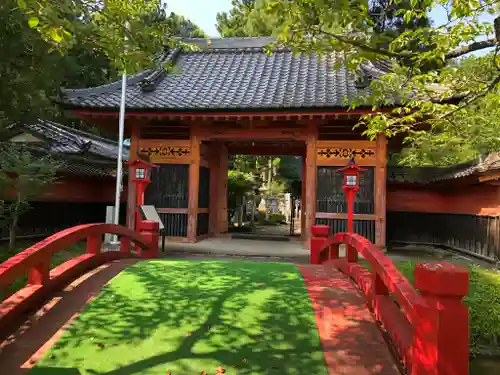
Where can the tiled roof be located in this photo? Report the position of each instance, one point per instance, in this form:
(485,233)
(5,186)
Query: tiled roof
(76,151)
(230,74)
(87,168)
(62,139)
(429,175)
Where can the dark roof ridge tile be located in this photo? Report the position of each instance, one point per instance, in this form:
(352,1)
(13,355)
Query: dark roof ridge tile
(112,86)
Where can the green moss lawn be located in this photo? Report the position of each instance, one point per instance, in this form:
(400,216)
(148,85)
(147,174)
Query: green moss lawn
(56,259)
(186,317)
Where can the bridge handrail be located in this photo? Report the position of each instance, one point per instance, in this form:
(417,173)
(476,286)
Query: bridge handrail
(42,281)
(39,254)
(403,292)
(427,323)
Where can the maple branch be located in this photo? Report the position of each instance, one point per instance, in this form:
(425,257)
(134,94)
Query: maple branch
(476,46)
(359,44)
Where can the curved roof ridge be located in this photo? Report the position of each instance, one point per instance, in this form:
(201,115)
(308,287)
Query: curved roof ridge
(79,132)
(131,80)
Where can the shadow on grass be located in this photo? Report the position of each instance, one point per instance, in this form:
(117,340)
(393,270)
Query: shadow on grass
(193,316)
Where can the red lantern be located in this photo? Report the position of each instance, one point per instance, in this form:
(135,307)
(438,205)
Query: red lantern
(351,186)
(141,177)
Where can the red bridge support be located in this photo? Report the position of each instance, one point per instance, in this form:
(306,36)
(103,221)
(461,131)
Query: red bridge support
(429,328)
(42,281)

### What you have to do
Return the whole listing word for word, minus its pictures.

### Solution for this exercise
Where can the tiled roof be located in this photo? Report the position of each instance, one point per instance, in this form:
(485,233)
(5,186)
Query: tiled roof
(76,151)
(230,74)
(87,168)
(62,139)
(429,175)
Where can the dark roof ridge tile be located in this photo? Report the position of each instance, one point per instance, in this form:
(352,1)
(13,355)
Query: dark roof ridge tile
(112,86)
Where can the green moss lawn be located in this photo? Report the position of each instance, one point per instance, in this form:
(400,216)
(148,85)
(147,174)
Query: green moss lawn
(56,259)
(186,317)
Where can the bridge handrail be located in this photo? Report the position of each instance, one point per instance, in this form:
(417,173)
(476,286)
Query: bridge handrail
(42,281)
(39,254)
(403,292)
(427,323)
Where can the maple branch be located in this photo? Report the position of each instance, one point per instance, in this form:
(425,257)
(134,94)
Query: maple branch
(476,46)
(359,44)
Where can the curved roof ridge be located in this photo? Report the position of each instance, one point per instance, in this form:
(201,115)
(308,287)
Query: curved roof ridge
(79,132)
(131,80)
Where can the shadow on grass be located in this photo? Report the position of each instance, one point per instance, in this form:
(117,340)
(393,270)
Query: shadow on grass
(193,316)
Where can the red lantern be located in this photo? Report the position of each instance, one point per instance, in this form:
(135,307)
(438,205)
Query: red lantern
(351,186)
(141,177)
Where can the red bridge support be located in this photo? Report the position of each instance, one point per instance, in this form:
(306,36)
(103,221)
(461,131)
Query: red bridge support
(429,328)
(42,281)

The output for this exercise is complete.